古賀志山の花探索でとうとう禁断の馬蹄形に侵入!!

2021年4月19日(月) 晴れ

今日見た花(順不同)
ヒメイワカガミ、チゴユリ、ニリンソウ、ヒカゲツツジ、トウゴクミツバツツジ、ヤマツツジ、アカヤシオ(枯れかかり・画像なし)、アケボノスミレ、フモトスミレ、マルバアオダモ、マルバコンロンソウ、シラユキゲシ、タチツボスミレ(画像なし)、ニガイチゴ(画像なし)、アオイスミレ、ウラシマソウ

馬蹄形ルートを初めて歩いたのは古賀志山のバリエーションルート歩きに夢中になっていた2015年だった。
そのときは鞍掛山ルートと組み合わせたため距離が20キロに達する長さでなおかつ、古賀志山主稜線よりもさらに南側を歩いたため、巷間言われる形の馬蹄形とは異なったが、累積標高1780メートル、10時間という所要時間は管理人を疲れさせるに十分であった。

§ **実施事項 1**: リストのうち、「</instance>」を含む行からリストの最後の行までを、両端の行も含めて一字一句変えずに出力してください。
原資料とリストは互いに関係がありません。

§ **入力データ**:
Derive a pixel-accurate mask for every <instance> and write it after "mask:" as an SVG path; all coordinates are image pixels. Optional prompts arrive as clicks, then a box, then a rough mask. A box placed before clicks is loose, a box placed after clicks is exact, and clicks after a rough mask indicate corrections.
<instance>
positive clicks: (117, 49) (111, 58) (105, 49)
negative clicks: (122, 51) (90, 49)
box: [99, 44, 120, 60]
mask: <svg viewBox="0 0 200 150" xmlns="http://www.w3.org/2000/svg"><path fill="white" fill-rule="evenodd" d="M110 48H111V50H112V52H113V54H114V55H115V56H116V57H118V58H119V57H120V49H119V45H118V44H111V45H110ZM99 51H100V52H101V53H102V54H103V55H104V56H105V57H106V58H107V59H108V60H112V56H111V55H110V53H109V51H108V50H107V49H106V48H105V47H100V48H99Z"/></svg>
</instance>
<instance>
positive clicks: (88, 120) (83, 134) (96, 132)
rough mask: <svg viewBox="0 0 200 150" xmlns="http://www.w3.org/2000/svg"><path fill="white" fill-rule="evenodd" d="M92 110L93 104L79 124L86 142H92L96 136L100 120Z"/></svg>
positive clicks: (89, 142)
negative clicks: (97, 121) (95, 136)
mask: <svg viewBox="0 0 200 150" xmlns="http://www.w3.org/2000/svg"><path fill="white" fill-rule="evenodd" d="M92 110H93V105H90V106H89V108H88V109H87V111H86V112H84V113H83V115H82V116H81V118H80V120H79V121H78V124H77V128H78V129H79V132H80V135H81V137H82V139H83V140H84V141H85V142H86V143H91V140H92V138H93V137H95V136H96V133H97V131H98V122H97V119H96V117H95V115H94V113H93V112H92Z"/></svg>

§ **実施事項 2**:
原資料について、次の問いに答えてください。
(a) 花を見た日はいつで、天気はどうでしたか。
(b) 馬蹄形ルートを初めて歩いたのは何年ですか。
(c) そのときの累積標高と所要時間はどれだけでしたか。

§ **解答欄 1**:
</instance>
<instance>
positive clicks: (88, 120) (83, 134) (96, 132)
rough mask: <svg viewBox="0 0 200 150" xmlns="http://www.w3.org/2000/svg"><path fill="white" fill-rule="evenodd" d="M92 110L93 104L79 124L86 142H92L96 136L100 120Z"/></svg>
positive clicks: (89, 142)
negative clicks: (97, 121) (95, 136)
mask: <svg viewBox="0 0 200 150" xmlns="http://www.w3.org/2000/svg"><path fill="white" fill-rule="evenodd" d="M92 110H93V105H90V106H89V108H88V109H87V111H86V112H84V113H83V115H82V116H81V118H80V120H79V121H78V124H77V128H78V129H79V132H80V135H81V137H82V139H83V140H84V141H85V142H86V143H91V140H92V138H93V137H95V136H96V133H97V131H98V122H97V119H96V117H95V115H94V113H93V112H92Z"/></svg>

§ **解答欄 2**:
(a) 2021年4月19日(月)で、天気は晴れでした。
(b) 2015年です。
(c) 累積標高は1780メートル、所要時間は10時間でした。